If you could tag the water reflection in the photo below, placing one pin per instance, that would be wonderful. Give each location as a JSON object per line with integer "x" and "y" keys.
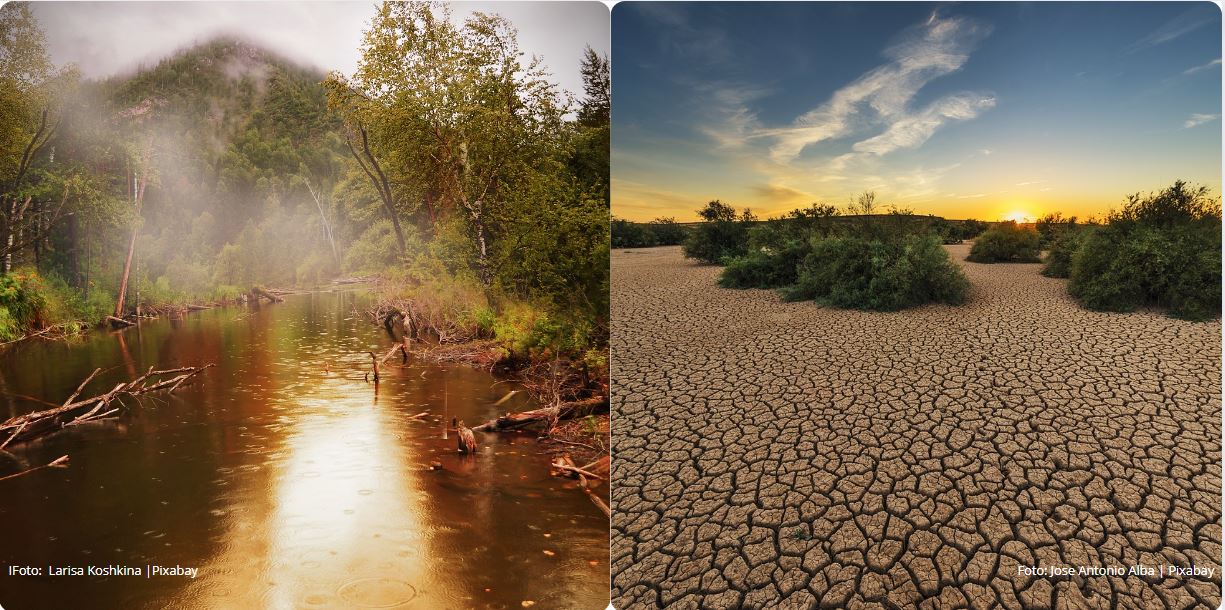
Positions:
{"x": 288, "y": 484}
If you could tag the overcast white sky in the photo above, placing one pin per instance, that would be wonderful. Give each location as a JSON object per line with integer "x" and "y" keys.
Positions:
{"x": 104, "y": 38}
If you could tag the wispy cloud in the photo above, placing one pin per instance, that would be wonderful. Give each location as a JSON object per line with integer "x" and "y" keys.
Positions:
{"x": 1199, "y": 119}
{"x": 1206, "y": 66}
{"x": 782, "y": 195}
{"x": 1183, "y": 23}
{"x": 913, "y": 130}
{"x": 882, "y": 96}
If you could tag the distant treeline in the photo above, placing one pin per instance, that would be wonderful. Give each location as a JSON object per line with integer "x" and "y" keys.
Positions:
{"x": 668, "y": 232}
{"x": 448, "y": 162}
{"x": 1160, "y": 250}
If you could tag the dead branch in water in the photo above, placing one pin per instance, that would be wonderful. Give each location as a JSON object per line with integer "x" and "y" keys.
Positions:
{"x": 118, "y": 322}
{"x": 60, "y": 462}
{"x": 564, "y": 466}
{"x": 548, "y": 415}
{"x": 256, "y": 292}
{"x": 23, "y": 428}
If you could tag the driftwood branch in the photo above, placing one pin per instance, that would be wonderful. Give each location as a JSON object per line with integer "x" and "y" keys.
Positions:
{"x": 546, "y": 415}
{"x": 60, "y": 462}
{"x": 256, "y": 292}
{"x": 23, "y": 428}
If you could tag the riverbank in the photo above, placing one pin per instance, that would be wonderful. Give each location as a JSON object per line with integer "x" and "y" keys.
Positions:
{"x": 283, "y": 466}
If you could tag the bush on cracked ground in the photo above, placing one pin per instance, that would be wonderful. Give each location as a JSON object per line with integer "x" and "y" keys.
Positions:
{"x": 722, "y": 235}
{"x": 630, "y": 234}
{"x": 1059, "y": 259}
{"x": 855, "y": 272}
{"x": 1163, "y": 250}
{"x": 1006, "y": 243}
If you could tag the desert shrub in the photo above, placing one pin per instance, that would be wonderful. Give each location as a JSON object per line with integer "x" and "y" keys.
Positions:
{"x": 723, "y": 235}
{"x": 1163, "y": 250}
{"x": 1059, "y": 259}
{"x": 667, "y": 232}
{"x": 1052, "y": 227}
{"x": 627, "y": 234}
{"x": 1006, "y": 243}
{"x": 776, "y": 250}
{"x": 762, "y": 268}
{"x": 855, "y": 272}
{"x": 954, "y": 232}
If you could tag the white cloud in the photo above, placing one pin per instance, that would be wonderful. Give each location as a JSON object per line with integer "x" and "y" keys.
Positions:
{"x": 1183, "y": 23}
{"x": 882, "y": 96}
{"x": 913, "y": 130}
{"x": 1199, "y": 119}
{"x": 1206, "y": 66}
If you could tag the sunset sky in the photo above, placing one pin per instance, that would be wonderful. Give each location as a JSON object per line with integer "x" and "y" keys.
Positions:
{"x": 981, "y": 110}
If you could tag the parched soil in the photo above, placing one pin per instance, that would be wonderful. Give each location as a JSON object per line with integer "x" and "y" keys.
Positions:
{"x": 793, "y": 456}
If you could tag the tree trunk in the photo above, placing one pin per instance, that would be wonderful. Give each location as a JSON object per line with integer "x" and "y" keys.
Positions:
{"x": 131, "y": 244}
{"x": 128, "y": 268}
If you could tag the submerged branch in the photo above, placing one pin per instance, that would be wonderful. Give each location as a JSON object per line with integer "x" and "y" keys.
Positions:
{"x": 23, "y": 428}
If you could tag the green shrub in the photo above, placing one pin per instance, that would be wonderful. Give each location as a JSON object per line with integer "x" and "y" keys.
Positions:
{"x": 1052, "y": 227}
{"x": 856, "y": 272}
{"x": 723, "y": 235}
{"x": 667, "y": 232}
{"x": 1161, "y": 250}
{"x": 1006, "y": 243}
{"x": 954, "y": 232}
{"x": 627, "y": 234}
{"x": 1059, "y": 259}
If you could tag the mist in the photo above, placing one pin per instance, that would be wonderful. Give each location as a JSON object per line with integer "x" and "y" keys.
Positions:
{"x": 112, "y": 38}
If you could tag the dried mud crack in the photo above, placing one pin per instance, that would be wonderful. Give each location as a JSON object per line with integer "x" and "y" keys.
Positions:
{"x": 772, "y": 455}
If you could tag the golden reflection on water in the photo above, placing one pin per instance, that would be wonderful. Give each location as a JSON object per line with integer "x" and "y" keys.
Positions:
{"x": 342, "y": 518}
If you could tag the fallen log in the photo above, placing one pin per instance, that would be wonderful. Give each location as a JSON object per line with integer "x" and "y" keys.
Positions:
{"x": 256, "y": 292}
{"x": 23, "y": 428}
{"x": 60, "y": 462}
{"x": 546, "y": 415}
{"x": 118, "y": 322}
{"x": 564, "y": 464}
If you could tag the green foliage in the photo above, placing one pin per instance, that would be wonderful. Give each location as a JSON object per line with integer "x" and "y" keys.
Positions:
{"x": 762, "y": 270}
{"x": 30, "y": 301}
{"x": 1059, "y": 259}
{"x": 1006, "y": 243}
{"x": 660, "y": 232}
{"x": 1052, "y": 227}
{"x": 667, "y": 232}
{"x": 1163, "y": 250}
{"x": 630, "y": 234}
{"x": 954, "y": 232}
{"x": 881, "y": 276}
{"x": 723, "y": 235}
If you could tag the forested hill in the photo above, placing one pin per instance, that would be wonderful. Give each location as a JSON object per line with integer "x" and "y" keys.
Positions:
{"x": 237, "y": 137}
{"x": 448, "y": 164}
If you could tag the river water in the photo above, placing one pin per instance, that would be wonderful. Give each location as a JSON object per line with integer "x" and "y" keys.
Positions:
{"x": 286, "y": 478}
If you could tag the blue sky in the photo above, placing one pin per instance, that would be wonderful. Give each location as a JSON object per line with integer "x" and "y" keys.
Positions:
{"x": 983, "y": 110}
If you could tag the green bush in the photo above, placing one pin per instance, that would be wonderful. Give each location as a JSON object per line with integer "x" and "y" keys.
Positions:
{"x": 667, "y": 232}
{"x": 1059, "y": 259}
{"x": 1052, "y": 227}
{"x": 1161, "y": 250}
{"x": 1006, "y": 243}
{"x": 627, "y": 234}
{"x": 855, "y": 272}
{"x": 954, "y": 232}
{"x": 723, "y": 235}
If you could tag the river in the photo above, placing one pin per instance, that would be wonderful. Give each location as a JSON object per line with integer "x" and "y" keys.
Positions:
{"x": 286, "y": 478}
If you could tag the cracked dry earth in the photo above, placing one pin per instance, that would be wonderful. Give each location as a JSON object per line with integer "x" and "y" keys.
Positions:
{"x": 772, "y": 455}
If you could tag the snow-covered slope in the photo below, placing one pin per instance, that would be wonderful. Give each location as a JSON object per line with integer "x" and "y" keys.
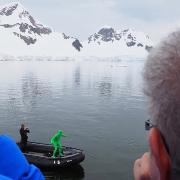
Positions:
{"x": 21, "y": 34}
{"x": 108, "y": 42}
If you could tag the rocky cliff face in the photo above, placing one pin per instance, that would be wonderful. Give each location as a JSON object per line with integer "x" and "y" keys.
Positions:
{"x": 22, "y": 34}
{"x": 20, "y": 24}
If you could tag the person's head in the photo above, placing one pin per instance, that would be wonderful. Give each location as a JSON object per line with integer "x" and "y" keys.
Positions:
{"x": 162, "y": 86}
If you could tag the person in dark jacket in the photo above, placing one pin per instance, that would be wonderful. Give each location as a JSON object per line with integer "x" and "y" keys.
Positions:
{"x": 24, "y": 137}
{"x": 13, "y": 164}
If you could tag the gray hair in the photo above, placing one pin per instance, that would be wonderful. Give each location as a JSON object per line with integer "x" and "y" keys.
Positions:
{"x": 162, "y": 86}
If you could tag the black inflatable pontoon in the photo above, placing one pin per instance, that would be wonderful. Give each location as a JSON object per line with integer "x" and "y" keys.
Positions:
{"x": 40, "y": 155}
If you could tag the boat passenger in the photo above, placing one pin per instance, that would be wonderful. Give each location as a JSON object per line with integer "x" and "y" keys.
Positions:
{"x": 57, "y": 145}
{"x": 162, "y": 87}
{"x": 24, "y": 137}
{"x": 13, "y": 164}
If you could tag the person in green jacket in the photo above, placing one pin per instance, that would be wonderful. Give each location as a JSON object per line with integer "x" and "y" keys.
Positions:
{"x": 56, "y": 142}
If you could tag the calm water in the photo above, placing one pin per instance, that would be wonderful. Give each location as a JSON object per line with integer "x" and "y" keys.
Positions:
{"x": 99, "y": 105}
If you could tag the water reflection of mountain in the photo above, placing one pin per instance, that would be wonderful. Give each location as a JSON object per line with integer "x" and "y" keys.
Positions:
{"x": 72, "y": 173}
{"x": 77, "y": 75}
{"x": 105, "y": 86}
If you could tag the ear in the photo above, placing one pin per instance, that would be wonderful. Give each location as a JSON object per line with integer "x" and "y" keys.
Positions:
{"x": 160, "y": 154}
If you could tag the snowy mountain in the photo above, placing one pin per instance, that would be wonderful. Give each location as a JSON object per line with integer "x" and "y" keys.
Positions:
{"x": 108, "y": 42}
{"x": 21, "y": 34}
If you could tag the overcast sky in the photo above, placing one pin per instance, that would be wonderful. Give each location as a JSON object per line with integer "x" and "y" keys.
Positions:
{"x": 81, "y": 18}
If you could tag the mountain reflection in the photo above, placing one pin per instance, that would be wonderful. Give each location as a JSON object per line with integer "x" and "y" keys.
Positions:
{"x": 105, "y": 86}
{"x": 32, "y": 89}
{"x": 77, "y": 75}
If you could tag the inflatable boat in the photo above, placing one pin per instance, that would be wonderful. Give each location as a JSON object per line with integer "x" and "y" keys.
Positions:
{"x": 41, "y": 155}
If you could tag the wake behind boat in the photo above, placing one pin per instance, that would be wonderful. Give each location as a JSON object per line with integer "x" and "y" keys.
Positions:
{"x": 40, "y": 154}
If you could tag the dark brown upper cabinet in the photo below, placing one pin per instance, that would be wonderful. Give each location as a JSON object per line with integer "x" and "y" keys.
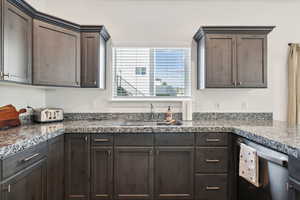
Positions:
{"x": 17, "y": 45}
{"x": 40, "y": 49}
{"x": 232, "y": 57}
{"x": 93, "y": 57}
{"x": 56, "y": 53}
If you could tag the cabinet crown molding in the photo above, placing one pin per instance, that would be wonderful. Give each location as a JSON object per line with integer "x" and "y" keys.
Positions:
{"x": 27, "y": 8}
{"x": 232, "y": 30}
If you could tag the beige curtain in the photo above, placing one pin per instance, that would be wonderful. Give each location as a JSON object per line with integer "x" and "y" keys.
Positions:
{"x": 294, "y": 84}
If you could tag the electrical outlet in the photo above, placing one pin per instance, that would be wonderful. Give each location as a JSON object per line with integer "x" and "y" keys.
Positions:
{"x": 244, "y": 106}
{"x": 217, "y": 106}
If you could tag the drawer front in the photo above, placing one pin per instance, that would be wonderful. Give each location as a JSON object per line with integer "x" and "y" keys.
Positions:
{"x": 211, "y": 187}
{"x": 175, "y": 139}
{"x": 19, "y": 161}
{"x": 137, "y": 139}
{"x": 212, "y": 139}
{"x": 102, "y": 140}
{"x": 212, "y": 159}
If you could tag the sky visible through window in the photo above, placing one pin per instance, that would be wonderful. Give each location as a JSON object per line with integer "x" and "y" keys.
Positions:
{"x": 170, "y": 66}
{"x": 151, "y": 72}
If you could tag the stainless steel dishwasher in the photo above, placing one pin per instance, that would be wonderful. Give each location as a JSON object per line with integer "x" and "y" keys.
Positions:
{"x": 273, "y": 175}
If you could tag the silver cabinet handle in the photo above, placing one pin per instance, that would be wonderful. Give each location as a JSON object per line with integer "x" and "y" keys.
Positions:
{"x": 101, "y": 140}
{"x": 31, "y": 157}
{"x": 212, "y": 161}
{"x": 212, "y": 140}
{"x": 2, "y": 75}
{"x": 212, "y": 188}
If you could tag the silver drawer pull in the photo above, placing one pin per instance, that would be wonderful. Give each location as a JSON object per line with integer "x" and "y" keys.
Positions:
{"x": 212, "y": 140}
{"x": 212, "y": 188}
{"x": 212, "y": 161}
{"x": 101, "y": 140}
{"x": 31, "y": 157}
{"x": 76, "y": 196}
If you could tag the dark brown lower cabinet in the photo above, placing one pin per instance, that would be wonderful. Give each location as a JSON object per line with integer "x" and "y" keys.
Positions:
{"x": 133, "y": 173}
{"x": 211, "y": 187}
{"x": 174, "y": 173}
{"x": 77, "y": 166}
{"x": 102, "y": 173}
{"x": 55, "y": 169}
{"x": 29, "y": 184}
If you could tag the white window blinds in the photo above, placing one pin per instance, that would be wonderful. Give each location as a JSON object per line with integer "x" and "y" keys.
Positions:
{"x": 151, "y": 72}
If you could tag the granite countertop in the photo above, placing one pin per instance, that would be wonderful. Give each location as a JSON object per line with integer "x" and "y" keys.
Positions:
{"x": 273, "y": 134}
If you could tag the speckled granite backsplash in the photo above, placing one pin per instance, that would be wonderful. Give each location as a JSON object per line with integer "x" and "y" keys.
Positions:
{"x": 160, "y": 116}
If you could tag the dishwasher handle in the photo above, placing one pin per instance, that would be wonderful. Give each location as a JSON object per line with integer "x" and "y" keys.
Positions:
{"x": 282, "y": 161}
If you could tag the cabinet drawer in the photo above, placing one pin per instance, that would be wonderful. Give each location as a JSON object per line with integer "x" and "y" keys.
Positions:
{"x": 134, "y": 139}
{"x": 212, "y": 159}
{"x": 102, "y": 140}
{"x": 19, "y": 161}
{"x": 211, "y": 187}
{"x": 174, "y": 139}
{"x": 212, "y": 139}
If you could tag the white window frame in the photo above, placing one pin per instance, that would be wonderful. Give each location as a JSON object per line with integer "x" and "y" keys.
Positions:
{"x": 152, "y": 98}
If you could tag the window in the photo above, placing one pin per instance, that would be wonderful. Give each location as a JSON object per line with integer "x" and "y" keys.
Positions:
{"x": 140, "y": 71}
{"x": 151, "y": 72}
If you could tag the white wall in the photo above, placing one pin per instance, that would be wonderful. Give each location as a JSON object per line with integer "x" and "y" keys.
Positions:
{"x": 21, "y": 96}
{"x": 167, "y": 22}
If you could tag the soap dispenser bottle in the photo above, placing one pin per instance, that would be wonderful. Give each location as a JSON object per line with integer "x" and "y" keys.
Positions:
{"x": 169, "y": 115}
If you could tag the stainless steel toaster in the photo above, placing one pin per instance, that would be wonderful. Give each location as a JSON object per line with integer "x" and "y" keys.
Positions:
{"x": 48, "y": 114}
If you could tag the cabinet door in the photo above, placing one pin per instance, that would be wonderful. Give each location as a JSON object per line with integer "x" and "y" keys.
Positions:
{"x": 174, "y": 173}
{"x": 102, "y": 173}
{"x": 133, "y": 173}
{"x": 17, "y": 45}
{"x": 220, "y": 62}
{"x": 90, "y": 55}
{"x": 251, "y": 61}
{"x": 77, "y": 166}
{"x": 55, "y": 169}
{"x": 56, "y": 55}
{"x": 29, "y": 184}
{"x": 93, "y": 60}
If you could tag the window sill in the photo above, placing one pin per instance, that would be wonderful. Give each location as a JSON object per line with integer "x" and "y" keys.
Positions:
{"x": 115, "y": 99}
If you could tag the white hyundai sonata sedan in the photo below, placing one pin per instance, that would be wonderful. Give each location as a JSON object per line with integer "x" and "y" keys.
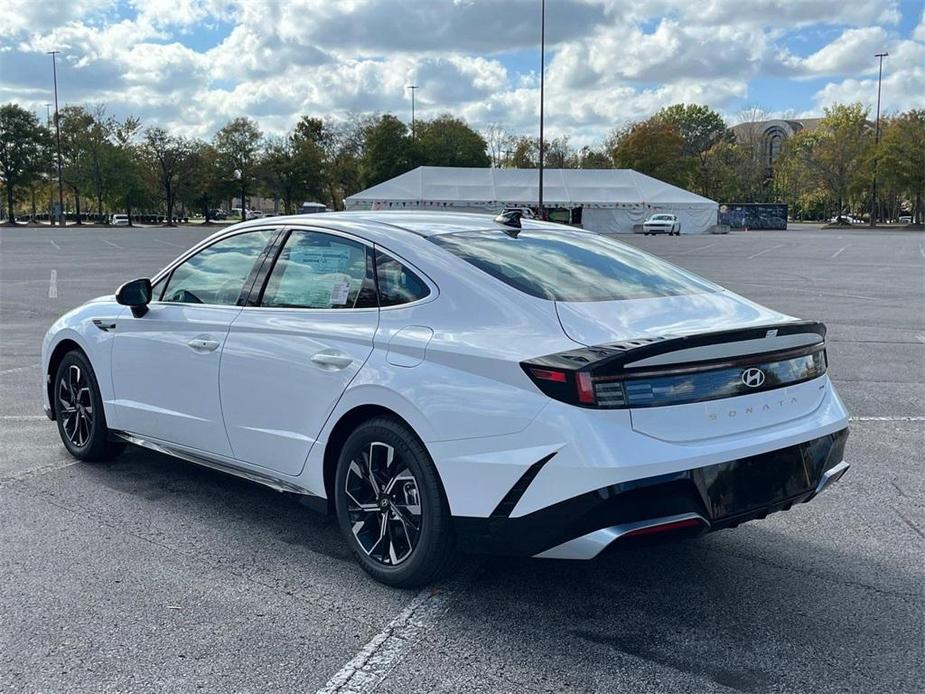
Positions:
{"x": 447, "y": 382}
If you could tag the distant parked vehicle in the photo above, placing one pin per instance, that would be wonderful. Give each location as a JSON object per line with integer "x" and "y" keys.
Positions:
{"x": 248, "y": 214}
{"x": 845, "y": 219}
{"x": 312, "y": 208}
{"x": 662, "y": 224}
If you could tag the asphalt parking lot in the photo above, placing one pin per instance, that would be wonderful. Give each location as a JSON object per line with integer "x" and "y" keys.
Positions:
{"x": 153, "y": 575}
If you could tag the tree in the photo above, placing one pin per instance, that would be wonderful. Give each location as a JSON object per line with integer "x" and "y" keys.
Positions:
{"x": 387, "y": 150}
{"x": 901, "y": 158}
{"x": 76, "y": 124}
{"x": 499, "y": 141}
{"x": 832, "y": 156}
{"x": 238, "y": 145}
{"x": 558, "y": 154}
{"x": 21, "y": 142}
{"x": 344, "y": 154}
{"x": 202, "y": 187}
{"x": 448, "y": 141}
{"x": 168, "y": 157}
{"x": 99, "y": 148}
{"x": 652, "y": 147}
{"x": 589, "y": 158}
{"x": 130, "y": 190}
{"x": 525, "y": 154}
{"x": 720, "y": 172}
{"x": 701, "y": 128}
{"x": 291, "y": 168}
{"x": 752, "y": 171}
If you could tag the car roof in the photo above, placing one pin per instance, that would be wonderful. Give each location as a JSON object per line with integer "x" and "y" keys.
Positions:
{"x": 419, "y": 223}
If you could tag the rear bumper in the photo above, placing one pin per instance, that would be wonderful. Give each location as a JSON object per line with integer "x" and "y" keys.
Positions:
{"x": 693, "y": 501}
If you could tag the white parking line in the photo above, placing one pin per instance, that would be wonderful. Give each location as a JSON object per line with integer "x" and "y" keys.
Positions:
{"x": 16, "y": 369}
{"x": 698, "y": 248}
{"x": 376, "y": 659}
{"x": 887, "y": 419}
{"x": 766, "y": 250}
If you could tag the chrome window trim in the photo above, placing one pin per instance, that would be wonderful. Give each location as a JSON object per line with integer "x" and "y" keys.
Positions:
{"x": 431, "y": 285}
{"x": 434, "y": 290}
{"x": 202, "y": 245}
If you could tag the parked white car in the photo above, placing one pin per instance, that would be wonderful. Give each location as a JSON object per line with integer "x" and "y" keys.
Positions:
{"x": 442, "y": 381}
{"x": 662, "y": 224}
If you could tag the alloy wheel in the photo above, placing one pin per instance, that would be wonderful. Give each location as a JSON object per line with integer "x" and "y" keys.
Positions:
{"x": 75, "y": 405}
{"x": 383, "y": 504}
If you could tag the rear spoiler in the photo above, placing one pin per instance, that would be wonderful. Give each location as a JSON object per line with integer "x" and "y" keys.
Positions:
{"x": 620, "y": 356}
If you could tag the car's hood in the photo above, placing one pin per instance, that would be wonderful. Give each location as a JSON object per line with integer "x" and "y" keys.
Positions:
{"x": 601, "y": 322}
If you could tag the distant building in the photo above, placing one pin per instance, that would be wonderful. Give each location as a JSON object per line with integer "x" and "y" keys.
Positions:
{"x": 771, "y": 135}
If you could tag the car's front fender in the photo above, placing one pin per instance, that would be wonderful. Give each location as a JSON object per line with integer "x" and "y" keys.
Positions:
{"x": 91, "y": 328}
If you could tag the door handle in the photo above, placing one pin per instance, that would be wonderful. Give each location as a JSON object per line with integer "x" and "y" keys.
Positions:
{"x": 203, "y": 344}
{"x": 332, "y": 360}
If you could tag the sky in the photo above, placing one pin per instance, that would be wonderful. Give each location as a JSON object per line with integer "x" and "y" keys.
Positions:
{"x": 192, "y": 65}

**What the task asks:** Quote only the lines from the line containing "If you could tag the car's front" through the end of the listing, please, keeping both the first and the last line.

**Full solution:**
If you could tag the car's front fender in the photo above, placing one pin per instance, that would be wonderful. Give each location as a JSON object per line with integer "x" and "y" keys.
Positions:
{"x": 91, "y": 328}
If you could tag the door handle in the photo above, placing one pin per instance, that would be wonderful. Give each location as a JSON object per line with integer "x" and "y" keys.
Positions:
{"x": 203, "y": 344}
{"x": 332, "y": 360}
If you could tag the sky in the photo above, placing one pin per instance, that would be wonderful. Give each location as a JSON object per line with integer "x" and "y" keys.
Positions:
{"x": 192, "y": 65}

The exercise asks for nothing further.